### Problem to work on
Output each line of the material exactly as it stands.

### Data to use
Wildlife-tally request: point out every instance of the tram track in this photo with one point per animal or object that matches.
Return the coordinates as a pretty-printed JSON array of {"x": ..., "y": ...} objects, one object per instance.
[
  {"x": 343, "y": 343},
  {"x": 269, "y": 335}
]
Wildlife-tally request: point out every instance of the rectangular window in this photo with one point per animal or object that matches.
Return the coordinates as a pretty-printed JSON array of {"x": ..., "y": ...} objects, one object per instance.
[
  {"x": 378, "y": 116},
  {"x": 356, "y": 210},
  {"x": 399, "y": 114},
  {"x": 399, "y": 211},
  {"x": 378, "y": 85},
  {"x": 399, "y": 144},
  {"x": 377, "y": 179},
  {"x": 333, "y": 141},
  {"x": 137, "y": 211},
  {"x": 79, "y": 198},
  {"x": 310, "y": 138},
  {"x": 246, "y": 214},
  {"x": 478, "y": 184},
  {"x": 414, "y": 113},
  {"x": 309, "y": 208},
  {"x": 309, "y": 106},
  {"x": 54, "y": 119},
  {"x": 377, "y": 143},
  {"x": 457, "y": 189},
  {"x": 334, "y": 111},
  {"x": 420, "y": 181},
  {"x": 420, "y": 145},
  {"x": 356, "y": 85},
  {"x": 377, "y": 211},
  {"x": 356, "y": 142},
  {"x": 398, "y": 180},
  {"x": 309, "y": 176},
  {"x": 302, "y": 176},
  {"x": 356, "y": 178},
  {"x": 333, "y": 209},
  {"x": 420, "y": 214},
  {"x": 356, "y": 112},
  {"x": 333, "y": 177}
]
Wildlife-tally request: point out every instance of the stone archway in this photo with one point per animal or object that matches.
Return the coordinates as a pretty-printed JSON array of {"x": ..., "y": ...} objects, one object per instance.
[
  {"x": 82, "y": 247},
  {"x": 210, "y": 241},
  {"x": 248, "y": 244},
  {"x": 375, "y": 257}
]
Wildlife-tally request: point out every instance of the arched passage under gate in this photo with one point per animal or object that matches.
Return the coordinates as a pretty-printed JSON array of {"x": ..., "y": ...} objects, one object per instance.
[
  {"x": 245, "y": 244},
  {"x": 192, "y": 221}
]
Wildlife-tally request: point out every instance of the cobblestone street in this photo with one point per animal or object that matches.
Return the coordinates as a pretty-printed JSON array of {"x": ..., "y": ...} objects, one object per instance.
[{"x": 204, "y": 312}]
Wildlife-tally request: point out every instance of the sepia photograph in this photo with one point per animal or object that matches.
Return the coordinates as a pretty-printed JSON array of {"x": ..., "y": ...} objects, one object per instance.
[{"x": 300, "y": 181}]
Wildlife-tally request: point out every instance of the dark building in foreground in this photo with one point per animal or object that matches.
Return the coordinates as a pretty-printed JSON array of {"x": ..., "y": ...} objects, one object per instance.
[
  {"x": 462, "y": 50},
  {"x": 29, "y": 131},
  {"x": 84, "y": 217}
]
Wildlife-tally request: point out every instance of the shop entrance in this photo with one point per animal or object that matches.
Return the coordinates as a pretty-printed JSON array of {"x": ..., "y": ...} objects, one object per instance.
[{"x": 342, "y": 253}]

### Task answer
Wildlife-tally request: point out every instance of the tram track in this photo with one point per animal or object that matches.
Return the coordinates as a pretty-printed JSON array of {"x": ..., "y": ...} objects, one object per instance.
[
  {"x": 343, "y": 343},
  {"x": 269, "y": 335}
]
Wildlife-tally request: point out every instance of the rectangular window in this photo with one point per animal or object that matches.
Return the coordinates as a pretty-printed JSON array of {"x": ..., "y": ...} objects, one object per instance.
[
  {"x": 378, "y": 116},
  {"x": 356, "y": 210},
  {"x": 399, "y": 114},
  {"x": 399, "y": 211},
  {"x": 378, "y": 85},
  {"x": 399, "y": 144},
  {"x": 377, "y": 179},
  {"x": 333, "y": 141},
  {"x": 137, "y": 211},
  {"x": 79, "y": 198},
  {"x": 310, "y": 138},
  {"x": 246, "y": 214},
  {"x": 478, "y": 184},
  {"x": 414, "y": 113},
  {"x": 309, "y": 208},
  {"x": 309, "y": 106},
  {"x": 54, "y": 119},
  {"x": 377, "y": 143},
  {"x": 457, "y": 189},
  {"x": 334, "y": 111},
  {"x": 420, "y": 181},
  {"x": 420, "y": 145},
  {"x": 356, "y": 85},
  {"x": 377, "y": 211},
  {"x": 356, "y": 142},
  {"x": 398, "y": 180},
  {"x": 309, "y": 176},
  {"x": 302, "y": 176},
  {"x": 356, "y": 178},
  {"x": 333, "y": 209},
  {"x": 420, "y": 214},
  {"x": 356, "y": 112},
  {"x": 333, "y": 177}
]
Wildlife-tally request: point out every instance of the stone archway in this photo with one point per animal or object that matches.
Return the coordinates as a pretty-printed JSON array of {"x": ..., "y": ...} objects, one object per instance.
[
  {"x": 82, "y": 247},
  {"x": 210, "y": 241},
  {"x": 248, "y": 244},
  {"x": 375, "y": 257}
]
Wildlife-tally request: point out every instance of the arched passage under gate in this photo with one point per animal or object that matches.
Return the coordinates as a pretty-printed JSON array of {"x": ..., "y": ...} objects, one object per instance.
[
  {"x": 245, "y": 244},
  {"x": 192, "y": 221}
]
Wildlife-tally request: point out every instance of the cobblestone street in this photo with one point per animal or object that matches.
Return the coordinates as a pretty-printed JSON array of {"x": ..., "y": ...} objects, one object per instance.
[{"x": 204, "y": 312}]
Wildlife-tally request: point out every instance of the sepia photograph in this photo with one point per animal or object that matches.
Return the coordinates as a pretty-printed JSON array of {"x": ..., "y": ...} objects, one object per instance.
[{"x": 300, "y": 181}]
Wildlife-tally request: point out every instance of the dark building in foreground in this photo with one point per animal or object that matches.
Return the coordinates as a pretty-printed JSON array of {"x": ..., "y": ...} objects, one object per instance.
[
  {"x": 462, "y": 50},
  {"x": 29, "y": 131},
  {"x": 84, "y": 217}
]
Wildlife-tally request: point out every instance of the shop entrance in this photo with one point per animal or object that matches.
Return the coordinates as a pretty-printed JSON array of {"x": ..., "y": ...} objects, one object per instance.
[{"x": 342, "y": 253}]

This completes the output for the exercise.